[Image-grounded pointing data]
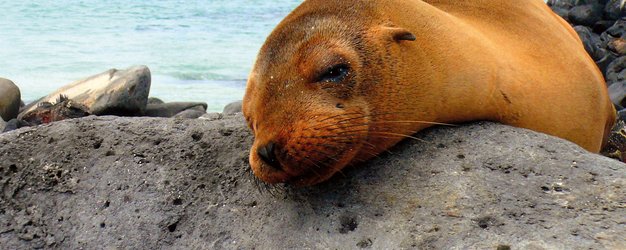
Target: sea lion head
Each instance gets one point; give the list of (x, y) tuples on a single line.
[(314, 92)]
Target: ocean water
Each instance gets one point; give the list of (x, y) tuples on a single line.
[(196, 50)]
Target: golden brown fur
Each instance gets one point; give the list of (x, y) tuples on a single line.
[(514, 62)]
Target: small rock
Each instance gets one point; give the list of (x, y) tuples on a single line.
[(190, 114), (2, 124), (211, 116), (590, 40), (602, 26), (616, 71), (232, 108), (170, 109), (10, 98), (154, 100), (46, 112), (14, 124), (617, 93), (614, 10), (618, 30), (565, 4), (586, 15), (562, 12), (618, 46), (114, 92), (607, 59)]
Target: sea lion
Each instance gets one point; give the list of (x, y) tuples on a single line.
[(338, 82)]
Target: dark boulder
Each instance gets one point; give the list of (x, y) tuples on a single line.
[(586, 15), (614, 10), (10, 98), (616, 71)]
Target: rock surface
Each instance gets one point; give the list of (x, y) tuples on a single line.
[(232, 108), (10, 98), (151, 183), (119, 92), (170, 109)]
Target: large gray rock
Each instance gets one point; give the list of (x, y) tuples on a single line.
[(114, 92), (170, 109), (147, 183), (10, 98)]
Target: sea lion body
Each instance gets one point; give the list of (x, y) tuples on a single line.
[(338, 82)]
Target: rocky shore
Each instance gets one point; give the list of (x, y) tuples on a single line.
[(147, 183), (101, 164)]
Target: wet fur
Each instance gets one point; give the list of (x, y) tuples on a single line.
[(513, 62)]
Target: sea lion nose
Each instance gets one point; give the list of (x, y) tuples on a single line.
[(268, 155)]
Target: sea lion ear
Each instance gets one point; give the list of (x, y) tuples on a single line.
[(395, 33), (400, 34)]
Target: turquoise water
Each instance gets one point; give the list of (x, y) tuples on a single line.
[(196, 50)]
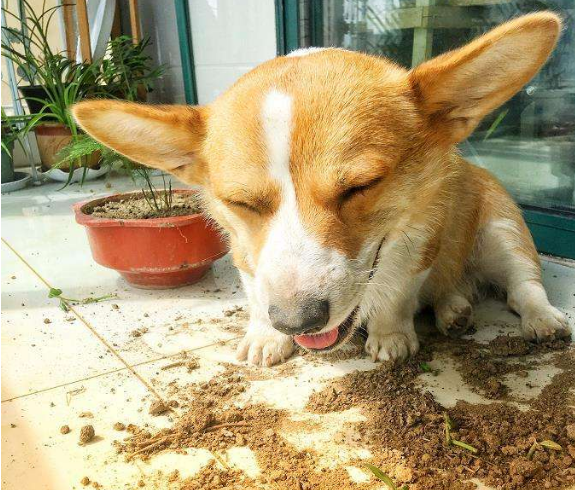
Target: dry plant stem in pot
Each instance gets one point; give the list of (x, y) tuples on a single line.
[(153, 253)]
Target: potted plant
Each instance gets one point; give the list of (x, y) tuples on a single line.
[(126, 71), (14, 128), (58, 82), (155, 238)]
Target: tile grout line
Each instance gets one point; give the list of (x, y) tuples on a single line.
[(83, 320), (113, 371)]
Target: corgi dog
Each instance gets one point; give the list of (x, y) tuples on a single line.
[(337, 178)]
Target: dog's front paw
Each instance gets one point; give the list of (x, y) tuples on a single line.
[(265, 349), (546, 323), (394, 346)]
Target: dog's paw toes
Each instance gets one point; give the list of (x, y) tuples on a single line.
[(265, 350), (391, 347), (454, 319), (545, 324)]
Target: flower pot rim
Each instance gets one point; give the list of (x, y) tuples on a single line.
[(93, 221)]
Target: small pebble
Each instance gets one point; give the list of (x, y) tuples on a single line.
[(157, 408), (87, 433)]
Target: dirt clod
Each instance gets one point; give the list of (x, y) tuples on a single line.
[(402, 425), (506, 345), (87, 433)]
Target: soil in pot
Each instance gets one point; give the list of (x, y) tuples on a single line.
[(140, 207)]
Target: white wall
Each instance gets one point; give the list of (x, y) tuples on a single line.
[(229, 37)]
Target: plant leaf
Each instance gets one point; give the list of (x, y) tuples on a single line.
[(551, 445), (464, 445), (381, 476), (64, 306)]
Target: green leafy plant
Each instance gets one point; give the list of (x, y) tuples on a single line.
[(65, 303), (124, 72), (64, 81), (380, 475), (158, 199), (547, 443), (16, 128)]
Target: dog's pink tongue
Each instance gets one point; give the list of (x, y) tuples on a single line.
[(319, 341)]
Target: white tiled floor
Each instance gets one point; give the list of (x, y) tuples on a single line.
[(89, 360)]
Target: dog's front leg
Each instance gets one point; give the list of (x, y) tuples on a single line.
[(262, 344)]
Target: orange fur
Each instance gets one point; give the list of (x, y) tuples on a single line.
[(358, 121)]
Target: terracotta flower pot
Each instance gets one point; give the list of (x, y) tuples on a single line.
[(51, 138), (158, 253)]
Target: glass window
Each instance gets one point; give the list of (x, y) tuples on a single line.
[(529, 143)]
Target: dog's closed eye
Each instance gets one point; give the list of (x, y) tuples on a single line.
[(351, 192), (243, 205)]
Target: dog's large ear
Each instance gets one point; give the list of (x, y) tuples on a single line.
[(164, 137), (457, 89)]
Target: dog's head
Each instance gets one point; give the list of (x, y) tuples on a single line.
[(312, 161)]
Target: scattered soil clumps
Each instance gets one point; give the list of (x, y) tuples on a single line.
[(507, 345), (158, 407), (140, 207), (404, 427)]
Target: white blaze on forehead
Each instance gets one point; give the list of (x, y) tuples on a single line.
[(277, 120)]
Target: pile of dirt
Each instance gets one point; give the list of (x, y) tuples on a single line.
[(483, 367), (400, 416), (212, 421), (140, 207), (405, 428)]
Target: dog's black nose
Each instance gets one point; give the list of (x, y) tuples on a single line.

**Exercise details:** Leave out the pictures; repeat the data exactly.

**Expected output:**
Target: sea lion head
Each instance gets one point; give the list of (x, y) tuples on a single line.
[(314, 92)]
Target: ocean water
Each instance gets one point; give the list of (x, y) tuples on a single line.
[(196, 50)]
Target: golden brown fur
Each instance gets one point; give the list of (x, y) tuples on a single line.
[(514, 62)]
Target: small rock
Each instance gets one point; give the list of (x, y) tuples on a single line.
[(190, 114), (2, 124), (211, 116), (590, 40), (602, 26), (616, 71), (232, 108), (170, 109), (10, 98), (154, 100), (46, 112), (14, 124), (617, 93), (614, 10), (618, 30), (565, 4), (586, 15), (562, 12), (618, 46), (114, 92), (607, 59)]
Target: sea lion
Each instance gets one point; give the list of (x, y) tuples on a single line.
[(338, 82)]
Target: dark boulder
Each instance gets one point; give the list of (x, y) tuples on a single line.
[(586, 15), (614, 10), (10, 98), (616, 71)]
Target: rock surface
Each instance gets one point; give the list of (x, y) tuples on a single line.
[(232, 108), (10, 98), (151, 183), (119, 92), (170, 109)]
Target: large gray rock
Each instance gets one point; give the list of (x, y) tuples on a single line.
[(114, 92), (170, 109), (147, 183), (10, 98)]
Target: sea lion body
Each instance gets one point; give the list of (x, y) tuples on a single line.
[(338, 82)]
Target: rocky shore
Each instance gets one point; give the list of (x, y) tuples on a single line.
[(147, 183), (101, 164)]
Target: wet fur
Each instance gets one point; give the list of (x, y) tuples on a single line.
[(513, 62)]
Target: sea lion nose
Each instance gets one point; give the list of (x, y) tuples on a single line.
[(268, 155)]
Target: sea lion ear
Each instance gets one point; give the list of (x, y) tuples on a single line.
[(395, 33), (400, 34)]
Target: turquoise water
Each instance gets one point; give the list of (x, y) tuples on a single line.
[(196, 50)]
Target: dry plant stem in pot
Each instance gets one point; give the list of (x, y) tuples on a single line.
[(153, 253)]
Target: potted plant
Each instance gets one point; give the list of (x, y) tuples on a single line.
[(126, 71), (14, 128), (58, 82), (155, 238)]
Target: tile grout line
Each instance gets one point; give the list of (x, y) tuples on a single line.
[(83, 320), (113, 371)]
Target: corgi dog
Each instance gets one point; give the list of (x, y) tuples on a single line.
[(337, 178)]
Target: dog's front paw
Each instance gets one point; give the list of (x, y) tuples on a single line.
[(265, 349), (546, 323), (394, 346)]
Target: dog's paw toes
Each instance gets one point; give the list of (x, y) tuples on a single line.
[(265, 350), (391, 347), (454, 319), (545, 324)]
Target: flower pot rim
Each instance gets one point; give the list of (x, y) tuples on a single line.
[(93, 221)]
Target: small pebble
Each instance gets one point; give the list of (x, y) tuples on a single line.
[(157, 408), (87, 433)]
Target: dirt clod
Each instance gets one point; give the list of (x, y) tuples on a single line.
[(402, 425), (506, 345), (87, 433)]
Target: soil in pot
Each instance gets one point; give the list of (x, y) tuples on a single line.
[(140, 207)]
Target: white wall
Each instance gets one point; give the list of (x, y) tuples on a single line.
[(229, 37)]
Target: plant leaf
Each instance gets one point; give the list of (x, y) tuples on a single line.
[(551, 445), (464, 445), (381, 476), (64, 306)]
Target: green leafy plant
Each instance gets one point; give the list of (x, y) tuples on a single line.
[(65, 303), (124, 72), (64, 81), (380, 475), (158, 199), (547, 443), (16, 128)]
Target: dog's pink tongue
Each instance gets one point; give the list of (x, y) tuples on a single line.
[(319, 341)]
Target: white tiled floor
Each instance gets one point; give the list of (x, y) tuples on a single line.
[(89, 360)]
Target: dog's front leg
Each instance gets one point; give the list of (x, y) tuples on a single line.
[(262, 344)]
Target: orange fur
Each instance gets one point; give the list of (x, y) tuples on a single line.
[(358, 121)]
Target: terracotta flower pot
Each instance gets one point; give the list of (x, y) tuples on a single line.
[(51, 138), (158, 253)]
Target: glass window
Each instance gets one point; give the list of (x, y) tuples on a single line.
[(529, 143)]
Target: dog's closed eye
Each instance gets one point; give the list of (x, y) tuples on a single line.
[(351, 192), (243, 205)]
Target: dog's large ear
Each instance gets one point; give the list of (x, y) tuples on a single line.
[(164, 137), (457, 89)]
Target: dog's head
Each instance gets one point; give the list of (x, y) tuples on a single line.
[(312, 161)]
Target: scattered soil clumps
Each instance gets one point; give the list of (x, y) tuples on a single line.
[(507, 345), (158, 407), (140, 207), (404, 427)]
Target: white blaze on forehead
Each instance gets one point; give the list of (x, y) tuples on a single line.
[(277, 120)]
Target: pile of dirt
Each instance gets one point; give the list of (x, y) tuples on a single line.
[(483, 367), (400, 416), (212, 421), (140, 207), (405, 428)]
Target: dog's black nose
Each instance gets one point; give the list of (x, y) tuples on a single line.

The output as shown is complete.